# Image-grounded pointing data
- - - - -
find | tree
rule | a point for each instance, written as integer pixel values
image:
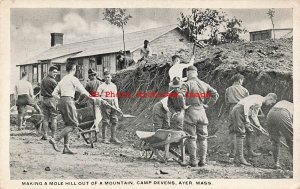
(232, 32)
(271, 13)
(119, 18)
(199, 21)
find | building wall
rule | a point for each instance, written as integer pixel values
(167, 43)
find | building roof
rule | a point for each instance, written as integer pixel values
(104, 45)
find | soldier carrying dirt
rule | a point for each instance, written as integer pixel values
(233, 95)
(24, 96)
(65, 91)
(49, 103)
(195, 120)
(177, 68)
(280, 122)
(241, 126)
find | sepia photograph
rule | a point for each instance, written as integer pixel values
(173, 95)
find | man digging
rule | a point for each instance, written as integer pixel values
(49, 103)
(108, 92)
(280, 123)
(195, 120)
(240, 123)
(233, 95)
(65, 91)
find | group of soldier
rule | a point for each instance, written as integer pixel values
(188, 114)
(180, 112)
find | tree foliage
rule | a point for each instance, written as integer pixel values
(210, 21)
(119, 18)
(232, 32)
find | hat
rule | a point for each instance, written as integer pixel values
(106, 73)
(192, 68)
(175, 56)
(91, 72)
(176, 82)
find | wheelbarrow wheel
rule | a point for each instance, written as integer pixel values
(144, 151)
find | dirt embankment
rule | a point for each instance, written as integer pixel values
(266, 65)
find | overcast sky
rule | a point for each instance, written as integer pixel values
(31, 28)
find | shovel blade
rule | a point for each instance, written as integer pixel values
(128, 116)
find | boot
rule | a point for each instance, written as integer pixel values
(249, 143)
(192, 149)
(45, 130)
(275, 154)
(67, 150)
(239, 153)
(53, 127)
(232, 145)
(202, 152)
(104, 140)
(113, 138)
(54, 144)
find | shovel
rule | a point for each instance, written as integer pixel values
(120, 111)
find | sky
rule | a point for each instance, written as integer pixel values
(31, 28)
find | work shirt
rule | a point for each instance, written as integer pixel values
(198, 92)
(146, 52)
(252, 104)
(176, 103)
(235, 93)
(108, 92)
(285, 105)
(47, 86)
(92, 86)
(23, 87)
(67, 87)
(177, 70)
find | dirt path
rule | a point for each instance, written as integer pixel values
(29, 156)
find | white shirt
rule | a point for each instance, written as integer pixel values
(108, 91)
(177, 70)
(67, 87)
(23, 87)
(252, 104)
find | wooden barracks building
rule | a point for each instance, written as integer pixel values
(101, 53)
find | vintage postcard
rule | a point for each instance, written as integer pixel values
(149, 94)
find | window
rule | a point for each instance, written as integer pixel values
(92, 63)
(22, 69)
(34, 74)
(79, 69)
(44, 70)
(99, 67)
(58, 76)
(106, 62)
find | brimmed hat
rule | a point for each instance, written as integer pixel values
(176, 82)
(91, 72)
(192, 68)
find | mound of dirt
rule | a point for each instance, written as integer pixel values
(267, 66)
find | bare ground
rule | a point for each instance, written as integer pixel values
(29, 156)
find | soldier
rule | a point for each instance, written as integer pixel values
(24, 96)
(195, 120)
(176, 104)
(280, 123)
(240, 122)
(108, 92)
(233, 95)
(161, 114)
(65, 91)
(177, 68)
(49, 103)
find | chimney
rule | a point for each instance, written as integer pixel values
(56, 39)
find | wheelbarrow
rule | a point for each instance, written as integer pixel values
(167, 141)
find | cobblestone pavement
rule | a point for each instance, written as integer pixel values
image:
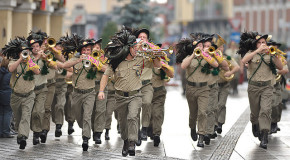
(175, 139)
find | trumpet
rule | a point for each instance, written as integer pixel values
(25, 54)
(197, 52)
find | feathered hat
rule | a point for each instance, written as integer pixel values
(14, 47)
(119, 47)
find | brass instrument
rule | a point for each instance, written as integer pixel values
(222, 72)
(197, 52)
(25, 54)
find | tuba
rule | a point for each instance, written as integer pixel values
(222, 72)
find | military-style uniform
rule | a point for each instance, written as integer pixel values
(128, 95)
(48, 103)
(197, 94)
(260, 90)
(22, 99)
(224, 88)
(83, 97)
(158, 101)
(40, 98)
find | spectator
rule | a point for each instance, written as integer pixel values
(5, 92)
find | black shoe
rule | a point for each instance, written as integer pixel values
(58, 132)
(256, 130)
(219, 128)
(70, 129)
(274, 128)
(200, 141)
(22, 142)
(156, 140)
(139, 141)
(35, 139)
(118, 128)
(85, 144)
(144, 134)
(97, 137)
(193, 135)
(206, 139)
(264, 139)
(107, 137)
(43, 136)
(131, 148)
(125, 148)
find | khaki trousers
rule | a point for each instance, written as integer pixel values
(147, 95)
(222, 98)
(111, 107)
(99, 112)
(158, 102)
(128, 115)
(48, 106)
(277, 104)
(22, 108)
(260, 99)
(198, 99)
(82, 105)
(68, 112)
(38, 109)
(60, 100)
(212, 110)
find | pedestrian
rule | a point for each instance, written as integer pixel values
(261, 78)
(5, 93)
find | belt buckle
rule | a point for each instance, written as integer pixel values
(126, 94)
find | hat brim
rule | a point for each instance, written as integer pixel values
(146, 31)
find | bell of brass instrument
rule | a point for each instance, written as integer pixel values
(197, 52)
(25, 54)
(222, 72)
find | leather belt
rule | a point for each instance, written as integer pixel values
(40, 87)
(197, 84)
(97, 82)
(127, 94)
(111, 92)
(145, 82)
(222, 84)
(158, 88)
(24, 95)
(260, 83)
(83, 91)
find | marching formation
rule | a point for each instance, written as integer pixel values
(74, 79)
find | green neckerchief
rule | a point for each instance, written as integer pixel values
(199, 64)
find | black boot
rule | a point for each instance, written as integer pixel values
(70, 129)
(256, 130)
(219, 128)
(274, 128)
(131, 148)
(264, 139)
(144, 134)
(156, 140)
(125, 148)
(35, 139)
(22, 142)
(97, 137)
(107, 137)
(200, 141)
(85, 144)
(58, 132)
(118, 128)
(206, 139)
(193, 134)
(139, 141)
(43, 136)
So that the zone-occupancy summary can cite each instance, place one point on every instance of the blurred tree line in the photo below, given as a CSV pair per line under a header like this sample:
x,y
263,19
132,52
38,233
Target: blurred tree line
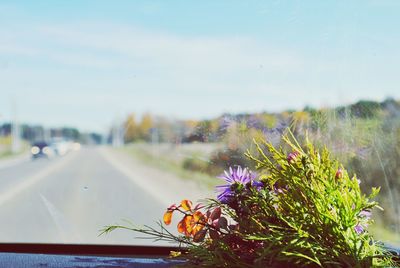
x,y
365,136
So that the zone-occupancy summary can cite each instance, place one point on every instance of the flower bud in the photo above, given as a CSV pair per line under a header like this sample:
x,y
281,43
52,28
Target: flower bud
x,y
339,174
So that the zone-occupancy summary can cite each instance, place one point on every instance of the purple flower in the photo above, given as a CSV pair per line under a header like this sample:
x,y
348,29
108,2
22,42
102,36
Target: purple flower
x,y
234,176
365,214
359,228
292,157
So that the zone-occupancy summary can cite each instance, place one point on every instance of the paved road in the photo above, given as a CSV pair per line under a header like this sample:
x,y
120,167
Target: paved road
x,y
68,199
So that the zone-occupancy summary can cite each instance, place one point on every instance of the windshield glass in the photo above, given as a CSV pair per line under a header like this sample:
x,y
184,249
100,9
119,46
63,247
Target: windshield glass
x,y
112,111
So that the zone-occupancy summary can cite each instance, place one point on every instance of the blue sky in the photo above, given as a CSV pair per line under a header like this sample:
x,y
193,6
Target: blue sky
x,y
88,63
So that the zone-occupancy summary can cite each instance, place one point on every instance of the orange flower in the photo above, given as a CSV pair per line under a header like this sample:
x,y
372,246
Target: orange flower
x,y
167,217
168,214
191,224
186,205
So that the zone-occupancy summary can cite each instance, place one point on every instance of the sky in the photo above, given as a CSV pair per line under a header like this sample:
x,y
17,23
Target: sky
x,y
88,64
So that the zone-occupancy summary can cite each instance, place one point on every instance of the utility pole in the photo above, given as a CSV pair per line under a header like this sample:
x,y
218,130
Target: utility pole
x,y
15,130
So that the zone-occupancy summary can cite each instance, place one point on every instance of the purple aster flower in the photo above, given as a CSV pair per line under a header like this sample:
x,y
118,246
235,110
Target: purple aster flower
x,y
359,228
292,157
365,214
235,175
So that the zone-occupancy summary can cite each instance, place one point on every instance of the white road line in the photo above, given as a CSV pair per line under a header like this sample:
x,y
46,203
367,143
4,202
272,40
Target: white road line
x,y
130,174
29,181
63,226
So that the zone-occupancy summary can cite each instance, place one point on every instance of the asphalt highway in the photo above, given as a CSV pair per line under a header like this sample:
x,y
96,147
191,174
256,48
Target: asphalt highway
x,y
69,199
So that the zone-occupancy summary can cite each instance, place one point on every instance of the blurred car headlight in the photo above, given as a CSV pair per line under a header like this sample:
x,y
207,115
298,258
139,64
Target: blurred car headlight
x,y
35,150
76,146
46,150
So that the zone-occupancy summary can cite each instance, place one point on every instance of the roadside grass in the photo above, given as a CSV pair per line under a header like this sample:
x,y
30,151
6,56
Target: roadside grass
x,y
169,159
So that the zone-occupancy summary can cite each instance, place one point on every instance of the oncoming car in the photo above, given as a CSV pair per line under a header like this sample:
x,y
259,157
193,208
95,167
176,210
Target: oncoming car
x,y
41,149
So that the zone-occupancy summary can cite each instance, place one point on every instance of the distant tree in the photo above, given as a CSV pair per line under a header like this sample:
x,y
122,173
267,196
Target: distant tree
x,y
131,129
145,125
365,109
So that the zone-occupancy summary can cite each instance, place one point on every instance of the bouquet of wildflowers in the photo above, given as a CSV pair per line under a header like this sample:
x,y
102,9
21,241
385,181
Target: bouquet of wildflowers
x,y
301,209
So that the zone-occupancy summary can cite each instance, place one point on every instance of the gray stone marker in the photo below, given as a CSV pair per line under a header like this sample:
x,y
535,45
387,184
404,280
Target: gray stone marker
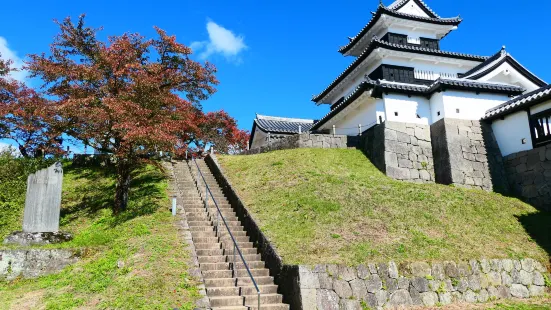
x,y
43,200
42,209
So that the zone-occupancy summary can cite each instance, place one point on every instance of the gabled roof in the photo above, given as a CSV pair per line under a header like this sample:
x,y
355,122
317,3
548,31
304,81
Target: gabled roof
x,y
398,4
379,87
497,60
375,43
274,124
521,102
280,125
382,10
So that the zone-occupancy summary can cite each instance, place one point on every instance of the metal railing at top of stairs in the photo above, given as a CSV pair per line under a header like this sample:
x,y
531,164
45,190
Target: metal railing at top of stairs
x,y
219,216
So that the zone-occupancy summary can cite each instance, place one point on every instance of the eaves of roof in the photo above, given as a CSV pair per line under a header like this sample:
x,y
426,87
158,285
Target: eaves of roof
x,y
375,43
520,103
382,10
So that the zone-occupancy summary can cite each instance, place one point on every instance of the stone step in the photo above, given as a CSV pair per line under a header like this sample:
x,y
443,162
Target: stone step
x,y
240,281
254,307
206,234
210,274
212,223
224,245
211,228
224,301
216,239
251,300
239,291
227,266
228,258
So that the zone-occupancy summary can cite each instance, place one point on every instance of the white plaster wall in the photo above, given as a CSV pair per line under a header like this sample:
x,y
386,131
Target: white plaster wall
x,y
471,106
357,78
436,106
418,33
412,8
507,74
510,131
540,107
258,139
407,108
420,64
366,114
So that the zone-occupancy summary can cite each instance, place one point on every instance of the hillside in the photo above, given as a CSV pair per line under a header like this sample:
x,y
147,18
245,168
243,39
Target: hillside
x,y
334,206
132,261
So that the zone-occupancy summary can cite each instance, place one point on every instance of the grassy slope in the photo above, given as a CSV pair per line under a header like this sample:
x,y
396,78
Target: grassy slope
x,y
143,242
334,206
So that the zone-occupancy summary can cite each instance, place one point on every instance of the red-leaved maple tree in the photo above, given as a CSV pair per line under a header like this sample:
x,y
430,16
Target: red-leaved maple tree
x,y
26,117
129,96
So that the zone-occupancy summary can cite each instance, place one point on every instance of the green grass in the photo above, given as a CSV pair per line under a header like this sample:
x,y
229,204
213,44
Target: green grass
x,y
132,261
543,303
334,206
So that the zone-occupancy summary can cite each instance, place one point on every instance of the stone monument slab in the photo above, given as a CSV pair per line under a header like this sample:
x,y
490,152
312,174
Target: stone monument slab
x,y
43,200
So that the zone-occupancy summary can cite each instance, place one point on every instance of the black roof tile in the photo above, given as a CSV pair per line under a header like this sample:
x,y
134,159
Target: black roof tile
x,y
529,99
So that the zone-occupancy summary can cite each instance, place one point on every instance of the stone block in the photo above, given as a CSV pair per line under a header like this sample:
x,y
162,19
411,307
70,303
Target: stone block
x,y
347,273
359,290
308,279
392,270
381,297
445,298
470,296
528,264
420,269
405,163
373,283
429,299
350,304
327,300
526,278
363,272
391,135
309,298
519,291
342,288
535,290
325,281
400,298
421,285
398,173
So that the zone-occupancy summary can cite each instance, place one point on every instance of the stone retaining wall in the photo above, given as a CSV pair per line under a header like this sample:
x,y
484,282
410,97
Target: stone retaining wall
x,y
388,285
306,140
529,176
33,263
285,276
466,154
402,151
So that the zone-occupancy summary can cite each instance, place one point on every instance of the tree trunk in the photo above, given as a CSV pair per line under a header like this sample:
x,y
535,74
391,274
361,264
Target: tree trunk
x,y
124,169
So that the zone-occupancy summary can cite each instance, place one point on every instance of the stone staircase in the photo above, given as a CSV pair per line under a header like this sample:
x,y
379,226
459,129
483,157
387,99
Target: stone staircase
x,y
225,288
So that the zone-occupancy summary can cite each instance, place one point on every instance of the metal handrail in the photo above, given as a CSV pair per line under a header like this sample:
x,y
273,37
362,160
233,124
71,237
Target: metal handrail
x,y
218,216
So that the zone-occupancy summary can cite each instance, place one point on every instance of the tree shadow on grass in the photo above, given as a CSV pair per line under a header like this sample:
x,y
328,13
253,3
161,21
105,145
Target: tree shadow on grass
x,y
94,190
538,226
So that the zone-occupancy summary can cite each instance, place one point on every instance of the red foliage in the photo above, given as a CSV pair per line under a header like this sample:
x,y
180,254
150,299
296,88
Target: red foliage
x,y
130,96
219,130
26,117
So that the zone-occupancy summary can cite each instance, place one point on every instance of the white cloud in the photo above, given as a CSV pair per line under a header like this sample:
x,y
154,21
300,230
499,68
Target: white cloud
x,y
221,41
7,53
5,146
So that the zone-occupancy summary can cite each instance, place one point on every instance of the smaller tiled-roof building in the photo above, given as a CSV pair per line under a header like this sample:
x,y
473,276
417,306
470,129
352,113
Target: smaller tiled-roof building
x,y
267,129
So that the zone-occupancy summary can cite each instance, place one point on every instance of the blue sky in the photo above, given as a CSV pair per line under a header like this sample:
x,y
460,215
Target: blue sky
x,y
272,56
- - - - -
# Aim of the exercise
Write out exactly, and only, each line from the one with "the metal handrail" down to the last line of the records above.

# Answer section
So that the zone-occupancy summary can cite each instance, place one point on every instance of the metal handrail in the photo above, given as a CSV pair per line under a header like this sample:
x,y
273,37
362,160
233,124
71,237
Target: metal handrail
x,y
218,216
So that the zone-occupancy summary can cite each instance, place one point on every instance of the tree shadow on grass in the photo above, given as a CSV pair per line under a header like this sample:
x,y
328,13
253,3
161,21
105,145
Target: tree shadow on grass
x,y
94,190
538,226
So that the zone-occupancy summary can cite each instance, place one point on every instance of the red foliage in the photo above, given as a CSV pair per line under a header like this sample:
x,y
180,254
150,299
296,88
Target: red foliage
x,y
130,96
219,130
26,117
So that the zone-occupancy summary can cite each instance, place one point on every instance of the white cloud in the photo above, given as a CSV pair per line under a header like this sample:
x,y
154,21
300,230
499,68
Target: white cloud
x,y
221,41
7,53
5,146
So that the zone-occupancy summary can cite each instance, place one point on every instance of the smaller tiled-roof building in the photo above, given as a CSV pair per line under a header like this sample:
x,y
473,276
417,306
470,129
352,113
Target: smaller tiled-roof building
x,y
267,129
So that the zone-occupancy summary can cite each instance, place one point on every instance of the blue sky in the photo above, given as a CSV pair per line under a header like this sample:
x,y
460,215
Target: blue sky
x,y
272,56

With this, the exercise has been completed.